→ Your objective
Copy only what runs from the line containing "Expected output: the position of each instance of the laptop" through the end of the material below, line for line, with both ends included.

→ Data

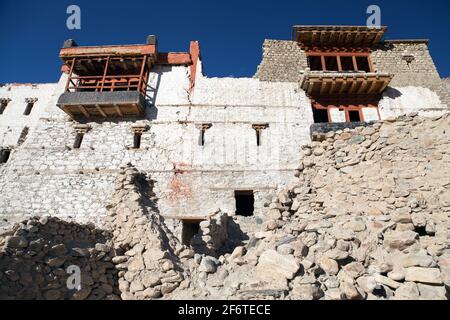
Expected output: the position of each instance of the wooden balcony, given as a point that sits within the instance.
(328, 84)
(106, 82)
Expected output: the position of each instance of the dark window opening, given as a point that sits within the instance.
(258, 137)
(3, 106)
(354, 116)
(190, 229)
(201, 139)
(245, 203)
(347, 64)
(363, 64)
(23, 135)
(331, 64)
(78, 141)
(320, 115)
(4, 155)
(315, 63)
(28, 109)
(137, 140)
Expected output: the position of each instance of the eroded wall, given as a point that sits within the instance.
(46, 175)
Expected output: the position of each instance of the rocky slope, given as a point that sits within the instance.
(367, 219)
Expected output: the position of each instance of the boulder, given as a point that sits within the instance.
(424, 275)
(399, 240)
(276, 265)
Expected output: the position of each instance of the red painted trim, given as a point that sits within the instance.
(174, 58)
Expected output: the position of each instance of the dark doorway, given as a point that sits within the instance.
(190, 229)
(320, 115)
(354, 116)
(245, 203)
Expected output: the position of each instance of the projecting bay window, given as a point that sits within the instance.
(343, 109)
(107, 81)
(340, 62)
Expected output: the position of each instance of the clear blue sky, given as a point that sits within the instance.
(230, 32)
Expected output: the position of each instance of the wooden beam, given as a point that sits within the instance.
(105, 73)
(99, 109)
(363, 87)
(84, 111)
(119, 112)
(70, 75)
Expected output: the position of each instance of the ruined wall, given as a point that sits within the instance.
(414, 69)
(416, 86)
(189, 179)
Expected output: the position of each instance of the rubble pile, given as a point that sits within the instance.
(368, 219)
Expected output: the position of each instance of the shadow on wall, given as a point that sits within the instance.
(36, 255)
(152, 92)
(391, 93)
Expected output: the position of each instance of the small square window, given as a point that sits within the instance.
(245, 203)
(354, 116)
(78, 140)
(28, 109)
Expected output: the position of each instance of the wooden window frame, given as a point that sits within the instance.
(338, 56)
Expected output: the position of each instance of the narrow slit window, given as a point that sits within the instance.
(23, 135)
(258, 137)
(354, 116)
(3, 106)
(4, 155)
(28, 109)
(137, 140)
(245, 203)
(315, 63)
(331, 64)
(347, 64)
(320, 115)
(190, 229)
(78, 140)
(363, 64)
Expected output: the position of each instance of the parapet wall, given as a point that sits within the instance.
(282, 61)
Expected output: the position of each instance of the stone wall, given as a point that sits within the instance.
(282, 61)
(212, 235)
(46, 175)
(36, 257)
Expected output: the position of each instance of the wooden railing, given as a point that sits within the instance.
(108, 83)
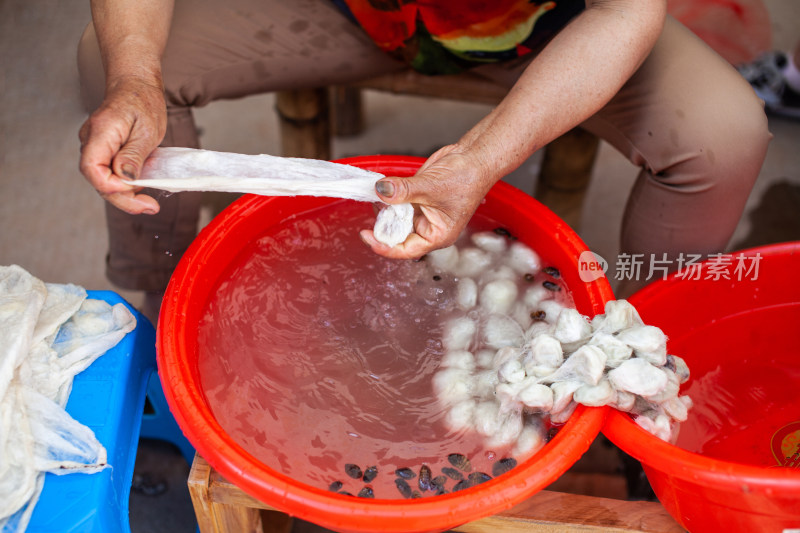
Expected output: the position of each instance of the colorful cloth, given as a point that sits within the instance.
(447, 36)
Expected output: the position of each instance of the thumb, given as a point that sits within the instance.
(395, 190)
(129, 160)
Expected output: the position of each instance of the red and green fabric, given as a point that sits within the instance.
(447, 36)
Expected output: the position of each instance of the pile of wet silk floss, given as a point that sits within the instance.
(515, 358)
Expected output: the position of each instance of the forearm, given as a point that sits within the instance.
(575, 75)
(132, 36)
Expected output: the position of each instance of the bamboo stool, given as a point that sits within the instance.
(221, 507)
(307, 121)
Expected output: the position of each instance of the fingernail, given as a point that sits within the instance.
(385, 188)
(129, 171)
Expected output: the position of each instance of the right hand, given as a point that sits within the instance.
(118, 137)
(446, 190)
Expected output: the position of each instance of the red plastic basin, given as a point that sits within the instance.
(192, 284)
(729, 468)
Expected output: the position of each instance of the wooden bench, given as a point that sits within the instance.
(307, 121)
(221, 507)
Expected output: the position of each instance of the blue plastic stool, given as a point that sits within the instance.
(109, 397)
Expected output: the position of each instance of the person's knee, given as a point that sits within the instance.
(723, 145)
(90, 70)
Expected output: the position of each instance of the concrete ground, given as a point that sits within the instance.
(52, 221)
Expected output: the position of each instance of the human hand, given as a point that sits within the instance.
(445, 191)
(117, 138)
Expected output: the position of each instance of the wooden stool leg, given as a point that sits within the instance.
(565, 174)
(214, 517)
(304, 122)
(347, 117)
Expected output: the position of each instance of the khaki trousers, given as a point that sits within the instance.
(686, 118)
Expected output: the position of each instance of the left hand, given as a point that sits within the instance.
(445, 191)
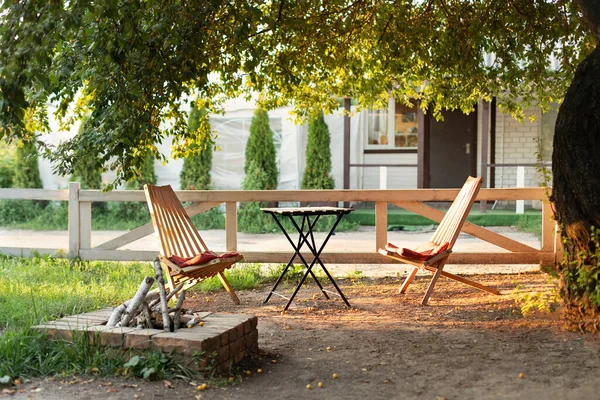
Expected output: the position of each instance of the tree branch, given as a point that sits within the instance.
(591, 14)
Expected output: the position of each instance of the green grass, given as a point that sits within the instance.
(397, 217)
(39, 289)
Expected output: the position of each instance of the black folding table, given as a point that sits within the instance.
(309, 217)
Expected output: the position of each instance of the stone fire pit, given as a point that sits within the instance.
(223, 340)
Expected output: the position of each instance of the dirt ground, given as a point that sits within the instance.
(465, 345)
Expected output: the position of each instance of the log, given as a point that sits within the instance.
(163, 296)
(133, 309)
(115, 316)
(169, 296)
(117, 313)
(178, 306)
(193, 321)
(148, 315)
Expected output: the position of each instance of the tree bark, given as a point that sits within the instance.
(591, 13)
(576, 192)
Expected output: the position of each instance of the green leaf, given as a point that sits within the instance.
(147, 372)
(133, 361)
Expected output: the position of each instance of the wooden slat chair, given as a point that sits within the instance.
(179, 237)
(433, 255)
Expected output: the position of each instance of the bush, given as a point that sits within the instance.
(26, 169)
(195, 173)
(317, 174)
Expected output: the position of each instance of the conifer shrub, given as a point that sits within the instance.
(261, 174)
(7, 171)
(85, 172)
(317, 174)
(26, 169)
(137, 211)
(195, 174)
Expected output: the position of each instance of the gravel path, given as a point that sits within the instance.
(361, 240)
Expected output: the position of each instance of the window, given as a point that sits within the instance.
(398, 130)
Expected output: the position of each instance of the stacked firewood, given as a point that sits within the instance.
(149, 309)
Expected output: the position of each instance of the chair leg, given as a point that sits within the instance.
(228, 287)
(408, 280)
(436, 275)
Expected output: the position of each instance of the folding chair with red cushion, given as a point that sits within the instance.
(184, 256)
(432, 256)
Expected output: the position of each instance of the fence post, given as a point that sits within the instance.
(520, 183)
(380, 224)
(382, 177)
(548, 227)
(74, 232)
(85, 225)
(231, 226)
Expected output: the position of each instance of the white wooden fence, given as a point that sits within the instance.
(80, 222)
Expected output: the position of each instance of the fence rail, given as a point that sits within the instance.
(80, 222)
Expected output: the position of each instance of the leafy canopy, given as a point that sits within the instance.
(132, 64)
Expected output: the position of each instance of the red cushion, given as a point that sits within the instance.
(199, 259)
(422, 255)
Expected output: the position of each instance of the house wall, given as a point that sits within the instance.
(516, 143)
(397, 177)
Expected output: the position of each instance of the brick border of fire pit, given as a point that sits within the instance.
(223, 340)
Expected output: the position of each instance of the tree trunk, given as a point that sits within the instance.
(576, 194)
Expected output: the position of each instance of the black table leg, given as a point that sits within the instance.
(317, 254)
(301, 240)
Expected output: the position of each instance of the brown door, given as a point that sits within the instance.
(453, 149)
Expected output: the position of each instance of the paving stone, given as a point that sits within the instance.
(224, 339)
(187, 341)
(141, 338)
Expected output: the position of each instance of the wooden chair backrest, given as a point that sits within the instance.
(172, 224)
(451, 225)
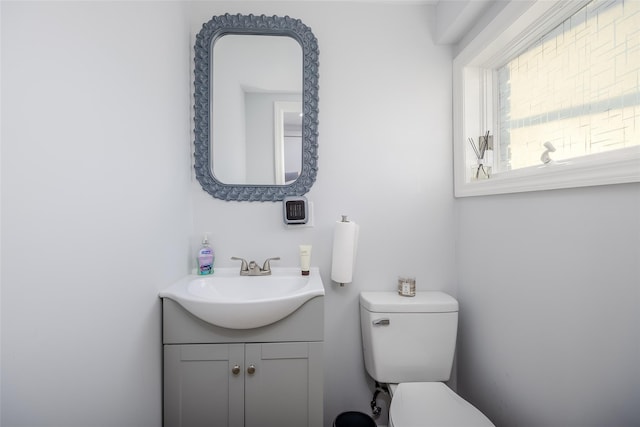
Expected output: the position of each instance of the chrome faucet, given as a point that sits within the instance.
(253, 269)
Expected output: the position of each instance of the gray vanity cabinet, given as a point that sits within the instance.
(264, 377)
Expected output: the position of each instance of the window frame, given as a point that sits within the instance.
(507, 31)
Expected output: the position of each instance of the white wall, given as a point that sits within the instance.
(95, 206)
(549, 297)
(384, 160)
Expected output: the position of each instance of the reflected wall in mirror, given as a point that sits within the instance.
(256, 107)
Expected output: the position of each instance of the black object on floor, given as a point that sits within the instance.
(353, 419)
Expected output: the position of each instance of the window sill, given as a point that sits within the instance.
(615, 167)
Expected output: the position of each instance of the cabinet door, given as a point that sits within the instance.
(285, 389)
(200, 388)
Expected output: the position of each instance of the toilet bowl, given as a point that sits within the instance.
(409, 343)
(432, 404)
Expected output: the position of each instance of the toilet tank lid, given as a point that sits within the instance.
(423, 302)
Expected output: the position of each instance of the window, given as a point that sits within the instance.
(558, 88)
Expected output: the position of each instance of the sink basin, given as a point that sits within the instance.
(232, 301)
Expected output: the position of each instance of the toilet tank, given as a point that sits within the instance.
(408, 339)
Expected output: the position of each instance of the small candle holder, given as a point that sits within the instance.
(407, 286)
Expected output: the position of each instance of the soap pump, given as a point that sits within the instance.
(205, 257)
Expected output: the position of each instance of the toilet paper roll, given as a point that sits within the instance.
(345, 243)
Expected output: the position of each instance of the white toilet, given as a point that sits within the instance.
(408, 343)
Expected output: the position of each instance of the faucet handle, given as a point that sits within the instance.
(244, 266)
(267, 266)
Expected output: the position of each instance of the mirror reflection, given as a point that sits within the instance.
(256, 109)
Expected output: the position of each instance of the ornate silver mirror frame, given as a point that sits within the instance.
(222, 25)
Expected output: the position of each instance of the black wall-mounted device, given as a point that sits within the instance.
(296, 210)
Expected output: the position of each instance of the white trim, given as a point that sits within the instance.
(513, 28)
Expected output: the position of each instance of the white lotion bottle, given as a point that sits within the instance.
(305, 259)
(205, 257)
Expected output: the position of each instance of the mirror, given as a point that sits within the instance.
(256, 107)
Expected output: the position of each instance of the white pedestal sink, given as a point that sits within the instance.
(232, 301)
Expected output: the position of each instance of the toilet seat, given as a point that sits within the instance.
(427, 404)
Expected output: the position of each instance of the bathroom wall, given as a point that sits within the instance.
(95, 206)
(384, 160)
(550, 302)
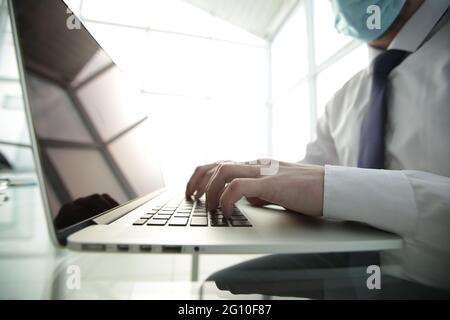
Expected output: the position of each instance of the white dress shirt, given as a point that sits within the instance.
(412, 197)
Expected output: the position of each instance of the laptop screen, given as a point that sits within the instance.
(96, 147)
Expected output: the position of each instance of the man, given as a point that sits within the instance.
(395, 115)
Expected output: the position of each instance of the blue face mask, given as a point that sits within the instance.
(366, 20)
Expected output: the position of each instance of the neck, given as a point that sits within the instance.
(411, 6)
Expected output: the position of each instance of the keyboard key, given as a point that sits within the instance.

→ Answer to this task
Expected output: the position of each instance of the laptop screen, given as a point that sits within the instance.
(96, 147)
Expected output: the position of each instance of the man, given as a point that sits within the instance.
(395, 115)
Expected output: the position of each instance of the blue face mask, given as a point that sits within the instance.
(366, 20)
Expected output: the position of each instance of the neck, given as a point that sits within the instance.
(411, 6)
Expected output: the position of each instance of the keyboard key, given as a point that sits within the instance.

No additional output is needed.